-- Material supplied --
....................
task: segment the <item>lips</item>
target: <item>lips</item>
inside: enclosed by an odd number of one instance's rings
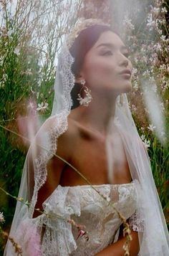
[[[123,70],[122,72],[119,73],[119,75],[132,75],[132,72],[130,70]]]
....................
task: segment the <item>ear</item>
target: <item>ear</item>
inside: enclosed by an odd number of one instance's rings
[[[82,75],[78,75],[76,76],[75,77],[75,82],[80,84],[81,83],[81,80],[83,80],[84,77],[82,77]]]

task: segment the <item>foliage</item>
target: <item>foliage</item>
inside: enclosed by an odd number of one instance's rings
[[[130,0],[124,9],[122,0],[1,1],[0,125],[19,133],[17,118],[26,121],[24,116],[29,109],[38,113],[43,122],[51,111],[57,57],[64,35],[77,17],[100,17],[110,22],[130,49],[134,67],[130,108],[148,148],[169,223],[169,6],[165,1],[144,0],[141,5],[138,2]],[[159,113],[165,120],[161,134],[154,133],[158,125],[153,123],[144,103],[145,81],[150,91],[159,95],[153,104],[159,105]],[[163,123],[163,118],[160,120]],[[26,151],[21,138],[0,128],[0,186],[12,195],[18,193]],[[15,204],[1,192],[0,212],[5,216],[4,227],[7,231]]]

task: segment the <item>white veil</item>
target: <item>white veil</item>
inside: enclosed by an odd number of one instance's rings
....................
Which lines above contain the string "target"? Locate each one and copy it in full.

-- Worked solution --
target: <item>lips</item>
target: <item>ear</item>
target: <item>foliage</item>
target: <item>white veil</item>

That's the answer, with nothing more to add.